(Bounding-box records)
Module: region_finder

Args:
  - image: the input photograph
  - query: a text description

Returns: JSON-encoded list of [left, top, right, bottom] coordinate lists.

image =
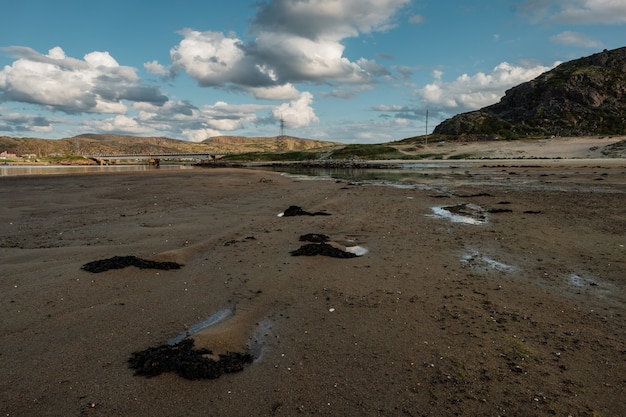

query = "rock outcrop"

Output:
[[433, 47, 626, 139]]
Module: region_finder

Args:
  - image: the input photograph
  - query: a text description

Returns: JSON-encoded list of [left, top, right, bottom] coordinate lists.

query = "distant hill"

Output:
[[433, 47, 626, 139], [202, 136, 338, 152], [0, 134, 337, 157]]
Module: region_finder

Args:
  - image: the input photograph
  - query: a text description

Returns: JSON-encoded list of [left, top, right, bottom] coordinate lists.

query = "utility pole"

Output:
[[280, 115, 285, 138], [426, 109, 428, 145]]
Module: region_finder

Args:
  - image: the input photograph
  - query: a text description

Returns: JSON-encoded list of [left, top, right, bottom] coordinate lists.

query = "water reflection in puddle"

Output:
[[430, 204, 487, 225], [568, 274, 598, 288], [167, 308, 235, 345], [461, 251, 517, 272]]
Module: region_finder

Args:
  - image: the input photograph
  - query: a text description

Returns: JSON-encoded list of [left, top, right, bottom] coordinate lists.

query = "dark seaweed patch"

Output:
[[128, 339, 253, 380], [283, 206, 330, 217], [300, 233, 330, 243], [488, 208, 513, 214], [81, 256, 182, 274], [289, 243, 357, 258]]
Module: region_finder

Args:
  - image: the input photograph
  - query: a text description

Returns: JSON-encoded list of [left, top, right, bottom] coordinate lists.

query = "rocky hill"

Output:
[[0, 134, 337, 157], [202, 136, 344, 152], [433, 47, 626, 139]]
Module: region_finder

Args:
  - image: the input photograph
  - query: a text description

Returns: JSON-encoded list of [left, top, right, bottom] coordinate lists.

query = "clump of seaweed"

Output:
[[282, 206, 330, 217], [128, 339, 253, 380], [300, 233, 330, 243], [289, 243, 357, 258], [81, 255, 182, 274]]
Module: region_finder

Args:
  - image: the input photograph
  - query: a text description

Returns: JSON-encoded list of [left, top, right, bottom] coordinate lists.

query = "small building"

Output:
[[0, 151, 17, 159]]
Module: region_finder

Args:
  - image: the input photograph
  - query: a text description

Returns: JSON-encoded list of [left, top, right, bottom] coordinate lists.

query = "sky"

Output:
[[0, 0, 626, 143]]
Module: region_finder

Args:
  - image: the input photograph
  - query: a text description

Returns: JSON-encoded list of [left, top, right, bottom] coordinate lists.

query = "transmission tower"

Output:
[[280, 116, 285, 138]]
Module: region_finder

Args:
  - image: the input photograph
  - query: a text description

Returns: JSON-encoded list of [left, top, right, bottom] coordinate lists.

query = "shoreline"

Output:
[[0, 167, 626, 417]]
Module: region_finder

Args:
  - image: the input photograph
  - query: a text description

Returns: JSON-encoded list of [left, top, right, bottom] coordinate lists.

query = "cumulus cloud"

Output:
[[0, 108, 54, 133], [409, 14, 426, 25], [550, 31, 602, 49], [272, 91, 319, 128], [517, 0, 626, 24], [417, 62, 558, 111], [0, 47, 167, 114], [156, 0, 410, 97]]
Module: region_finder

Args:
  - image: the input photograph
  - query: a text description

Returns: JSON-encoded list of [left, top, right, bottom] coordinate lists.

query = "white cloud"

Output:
[[170, 29, 250, 87], [417, 62, 558, 111], [182, 129, 222, 142], [409, 14, 426, 25], [518, 0, 626, 25], [0, 47, 167, 114], [166, 0, 410, 92], [87, 115, 153, 134], [143, 61, 170, 77], [550, 31, 602, 49], [246, 83, 300, 100]]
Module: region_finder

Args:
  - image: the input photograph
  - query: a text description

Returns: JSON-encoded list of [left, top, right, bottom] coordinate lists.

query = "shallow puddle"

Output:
[[167, 308, 235, 345], [430, 203, 487, 225], [461, 251, 517, 272]]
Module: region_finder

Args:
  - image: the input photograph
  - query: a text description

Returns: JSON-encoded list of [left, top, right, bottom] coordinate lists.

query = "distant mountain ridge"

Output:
[[0, 133, 338, 156], [433, 47, 626, 138]]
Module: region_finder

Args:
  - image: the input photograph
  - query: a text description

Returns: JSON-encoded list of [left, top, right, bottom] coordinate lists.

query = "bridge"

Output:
[[83, 152, 228, 165]]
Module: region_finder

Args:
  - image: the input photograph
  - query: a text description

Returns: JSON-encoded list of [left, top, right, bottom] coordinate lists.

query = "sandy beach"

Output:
[[0, 159, 626, 417]]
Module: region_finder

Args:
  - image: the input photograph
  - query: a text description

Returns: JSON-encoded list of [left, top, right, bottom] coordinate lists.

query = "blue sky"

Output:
[[0, 0, 626, 143]]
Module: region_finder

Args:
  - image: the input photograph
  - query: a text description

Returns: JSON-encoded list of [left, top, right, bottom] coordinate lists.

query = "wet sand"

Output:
[[0, 164, 626, 417]]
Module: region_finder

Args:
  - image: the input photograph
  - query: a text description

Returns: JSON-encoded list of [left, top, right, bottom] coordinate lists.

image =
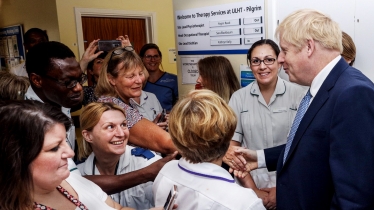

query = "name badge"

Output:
[[273, 107, 287, 113]]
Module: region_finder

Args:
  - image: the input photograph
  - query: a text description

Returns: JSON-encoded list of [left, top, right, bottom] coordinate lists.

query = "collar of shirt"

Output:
[[25, 86, 71, 118], [178, 158, 235, 183], [251, 76, 286, 95], [309, 55, 341, 99], [81, 145, 133, 175]]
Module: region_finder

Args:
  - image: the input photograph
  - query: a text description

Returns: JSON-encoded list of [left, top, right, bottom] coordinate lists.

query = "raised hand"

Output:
[[116, 35, 131, 47], [79, 39, 103, 72]]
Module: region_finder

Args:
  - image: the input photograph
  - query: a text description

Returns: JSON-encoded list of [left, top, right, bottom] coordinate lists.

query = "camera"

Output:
[[97, 40, 122, 52]]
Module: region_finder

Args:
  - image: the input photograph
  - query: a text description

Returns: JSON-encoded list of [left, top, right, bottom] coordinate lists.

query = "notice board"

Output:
[[0, 25, 25, 69], [175, 0, 265, 55]]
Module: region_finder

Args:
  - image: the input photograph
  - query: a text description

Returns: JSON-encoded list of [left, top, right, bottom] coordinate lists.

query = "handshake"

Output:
[[223, 146, 258, 178]]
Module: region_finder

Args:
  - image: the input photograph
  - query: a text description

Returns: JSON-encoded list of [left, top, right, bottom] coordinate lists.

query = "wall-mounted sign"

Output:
[[0, 25, 25, 69], [175, 0, 265, 55]]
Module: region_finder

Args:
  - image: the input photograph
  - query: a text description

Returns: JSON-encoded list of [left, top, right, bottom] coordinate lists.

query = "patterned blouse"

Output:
[[97, 96, 143, 129], [34, 186, 88, 210]]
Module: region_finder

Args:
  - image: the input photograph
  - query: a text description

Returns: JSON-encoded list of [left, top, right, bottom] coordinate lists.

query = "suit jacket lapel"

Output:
[[282, 58, 348, 168]]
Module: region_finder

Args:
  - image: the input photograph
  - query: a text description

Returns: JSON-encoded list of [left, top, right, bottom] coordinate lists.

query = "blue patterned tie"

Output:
[[283, 89, 312, 164]]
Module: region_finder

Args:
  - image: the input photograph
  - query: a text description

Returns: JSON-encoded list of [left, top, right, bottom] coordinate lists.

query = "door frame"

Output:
[[74, 7, 157, 58]]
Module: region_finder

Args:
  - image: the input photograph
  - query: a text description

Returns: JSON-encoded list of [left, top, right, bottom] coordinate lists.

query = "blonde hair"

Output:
[[169, 89, 236, 163], [275, 9, 343, 53], [77, 102, 126, 160], [95, 48, 146, 97], [342, 31, 356, 66], [0, 70, 30, 100], [197, 56, 240, 103]]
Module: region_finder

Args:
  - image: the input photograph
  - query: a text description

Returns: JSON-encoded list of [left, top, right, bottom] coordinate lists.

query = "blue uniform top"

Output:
[[144, 72, 178, 110]]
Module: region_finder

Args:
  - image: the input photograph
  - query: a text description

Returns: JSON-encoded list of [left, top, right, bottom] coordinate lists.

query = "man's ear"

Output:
[[82, 130, 92, 143], [30, 73, 43, 88], [306, 39, 316, 56]]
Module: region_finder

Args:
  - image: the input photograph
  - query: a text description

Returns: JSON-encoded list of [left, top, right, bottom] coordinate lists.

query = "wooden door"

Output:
[[82, 17, 147, 85]]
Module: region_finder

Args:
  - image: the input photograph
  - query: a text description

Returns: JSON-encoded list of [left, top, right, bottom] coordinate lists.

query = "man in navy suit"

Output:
[[231, 10, 374, 210]]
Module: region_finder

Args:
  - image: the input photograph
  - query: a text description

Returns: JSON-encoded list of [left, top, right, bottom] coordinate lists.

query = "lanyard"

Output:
[[92, 156, 121, 203], [178, 163, 235, 183]]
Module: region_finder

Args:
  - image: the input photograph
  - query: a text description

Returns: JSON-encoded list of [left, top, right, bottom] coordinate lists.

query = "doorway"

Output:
[[74, 8, 157, 61], [82, 17, 147, 86]]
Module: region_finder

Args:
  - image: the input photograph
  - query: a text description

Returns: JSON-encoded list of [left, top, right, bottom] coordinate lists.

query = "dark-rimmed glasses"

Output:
[[251, 58, 277, 66], [144, 55, 161, 61], [109, 46, 134, 61], [42, 74, 87, 89]]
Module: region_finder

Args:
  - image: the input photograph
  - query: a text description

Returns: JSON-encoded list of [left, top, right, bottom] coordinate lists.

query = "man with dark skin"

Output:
[[26, 42, 176, 194]]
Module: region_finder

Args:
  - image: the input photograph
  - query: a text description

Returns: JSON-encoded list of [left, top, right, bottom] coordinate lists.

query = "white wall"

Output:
[[173, 0, 374, 96]]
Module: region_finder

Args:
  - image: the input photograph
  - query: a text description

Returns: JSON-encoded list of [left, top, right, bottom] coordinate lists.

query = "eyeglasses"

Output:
[[144, 55, 161, 61], [109, 46, 134, 61], [251, 58, 277, 66], [43, 74, 87, 89]]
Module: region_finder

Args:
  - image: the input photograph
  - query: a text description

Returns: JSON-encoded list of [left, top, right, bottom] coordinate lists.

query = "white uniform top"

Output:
[[65, 173, 114, 210], [229, 77, 307, 188], [153, 158, 265, 210], [130, 90, 162, 121], [25, 86, 80, 174], [78, 145, 161, 209]]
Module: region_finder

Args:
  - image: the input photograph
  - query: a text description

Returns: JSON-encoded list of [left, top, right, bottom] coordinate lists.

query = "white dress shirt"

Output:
[[256, 55, 341, 168]]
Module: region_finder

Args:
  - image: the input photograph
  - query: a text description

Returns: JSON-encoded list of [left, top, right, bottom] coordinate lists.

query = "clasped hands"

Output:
[[223, 145, 258, 178]]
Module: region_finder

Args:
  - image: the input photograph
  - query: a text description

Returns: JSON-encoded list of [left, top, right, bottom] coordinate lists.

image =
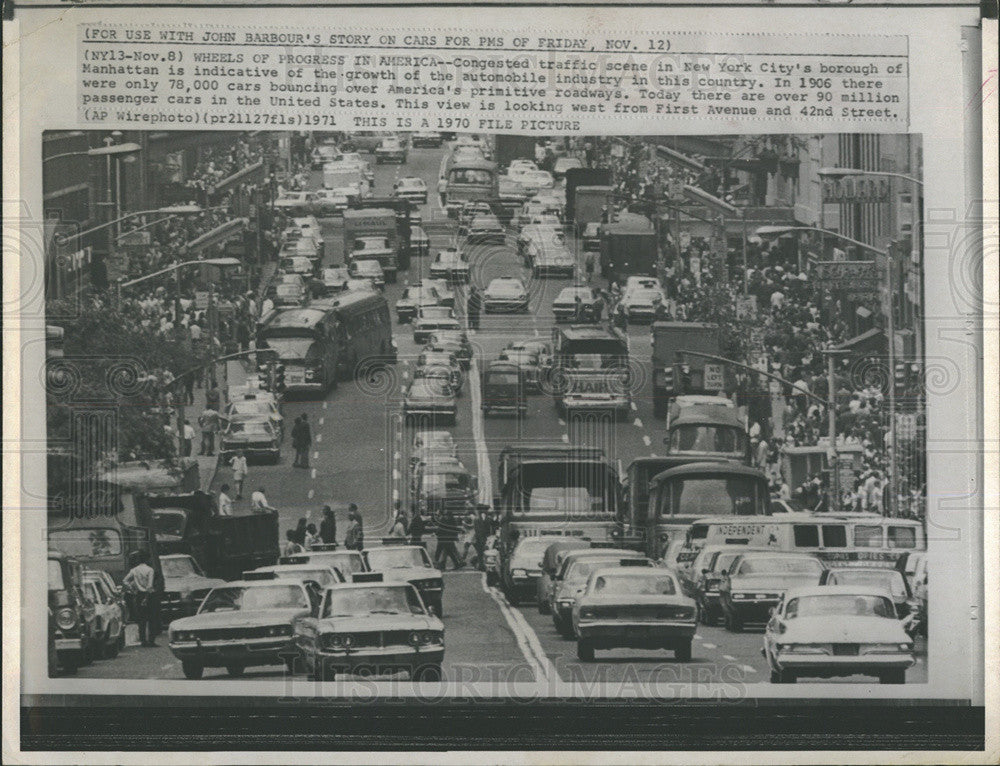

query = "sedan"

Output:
[[764, 585, 915, 684], [403, 378, 458, 425], [396, 286, 441, 324], [431, 247, 469, 285], [552, 287, 604, 322], [483, 277, 528, 314], [573, 560, 698, 662], [392, 176, 427, 205], [719, 552, 825, 633]]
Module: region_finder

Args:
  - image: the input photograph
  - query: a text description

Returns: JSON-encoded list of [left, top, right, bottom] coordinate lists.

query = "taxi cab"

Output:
[[169, 572, 312, 680], [361, 539, 444, 617], [294, 573, 444, 681], [573, 559, 698, 662]]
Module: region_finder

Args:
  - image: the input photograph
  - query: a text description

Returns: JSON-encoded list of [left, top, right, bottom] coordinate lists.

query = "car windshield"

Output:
[[198, 584, 309, 614], [323, 585, 426, 617], [153, 510, 187, 537], [160, 556, 201, 577], [365, 548, 431, 571], [593, 574, 677, 596], [736, 558, 823, 576], [49, 527, 122, 558], [785, 593, 896, 620], [49, 559, 66, 590], [828, 569, 906, 599]]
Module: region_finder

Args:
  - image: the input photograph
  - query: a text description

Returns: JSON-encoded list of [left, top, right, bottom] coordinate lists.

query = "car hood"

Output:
[[170, 608, 309, 630], [781, 614, 911, 644], [730, 574, 819, 592], [316, 614, 444, 633], [164, 576, 226, 592]]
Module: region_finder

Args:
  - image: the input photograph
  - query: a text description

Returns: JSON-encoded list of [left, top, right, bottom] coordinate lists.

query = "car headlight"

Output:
[[56, 608, 76, 630]]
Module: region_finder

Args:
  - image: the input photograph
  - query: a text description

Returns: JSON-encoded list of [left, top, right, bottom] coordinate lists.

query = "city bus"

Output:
[[439, 155, 498, 217], [629, 461, 771, 558]]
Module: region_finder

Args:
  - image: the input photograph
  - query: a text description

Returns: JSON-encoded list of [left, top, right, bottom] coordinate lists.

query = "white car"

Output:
[[393, 176, 427, 205], [764, 585, 915, 684], [483, 277, 528, 314]]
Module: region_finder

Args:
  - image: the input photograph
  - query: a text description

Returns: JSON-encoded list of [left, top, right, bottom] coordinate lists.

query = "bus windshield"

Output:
[[669, 476, 762, 516]]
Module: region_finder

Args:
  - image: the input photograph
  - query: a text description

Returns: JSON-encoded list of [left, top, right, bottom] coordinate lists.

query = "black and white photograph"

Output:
[[42, 131, 933, 695]]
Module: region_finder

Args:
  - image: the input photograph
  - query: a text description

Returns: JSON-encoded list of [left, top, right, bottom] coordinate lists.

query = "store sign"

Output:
[[823, 175, 891, 203]]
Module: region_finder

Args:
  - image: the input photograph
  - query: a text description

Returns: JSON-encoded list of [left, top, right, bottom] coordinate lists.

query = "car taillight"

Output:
[[56, 608, 76, 630]]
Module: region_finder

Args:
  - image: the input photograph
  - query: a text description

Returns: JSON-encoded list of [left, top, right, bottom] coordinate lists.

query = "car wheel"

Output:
[[413, 664, 442, 683], [674, 639, 691, 662], [878, 670, 906, 684]]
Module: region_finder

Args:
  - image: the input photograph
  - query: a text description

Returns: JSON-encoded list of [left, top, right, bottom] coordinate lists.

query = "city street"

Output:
[[58, 136, 927, 688]]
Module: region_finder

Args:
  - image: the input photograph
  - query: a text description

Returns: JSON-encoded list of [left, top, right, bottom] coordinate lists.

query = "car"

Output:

INSTRUCTIONS FOR THE TASK: Reproduce word for word the records from their first line through the line that contains "[[280, 115, 285, 138], [426, 109, 428, 145]]", with that line included. Leave the pictures out of your copy.

THE REPLY:
Module: region_finder

Args:
  - image: the input photograph
  - query: a text description

Returns: JSON-encoded list of [left, top, right, bottom] coordinate lists.

image =

query = "rock outcrop"

Output:
[[433, 47, 626, 139]]
Module: region_finder

Args:
  - image: the input photograph
  - query: a text description

Returns: JSON-encoded list of [left, top, right, bottom] coordinate lists.

query = "distant hill"

Output:
[[433, 47, 626, 139], [202, 136, 338, 152], [0, 134, 337, 157]]
Module: region_finder

Args:
  - image: the input photograph
  - query: a text description

Returns: JSON-encoded list of [left, top, right, bottom] coordinate lists.

query = "utility pole"

Output:
[[280, 115, 285, 138], [426, 109, 428, 145]]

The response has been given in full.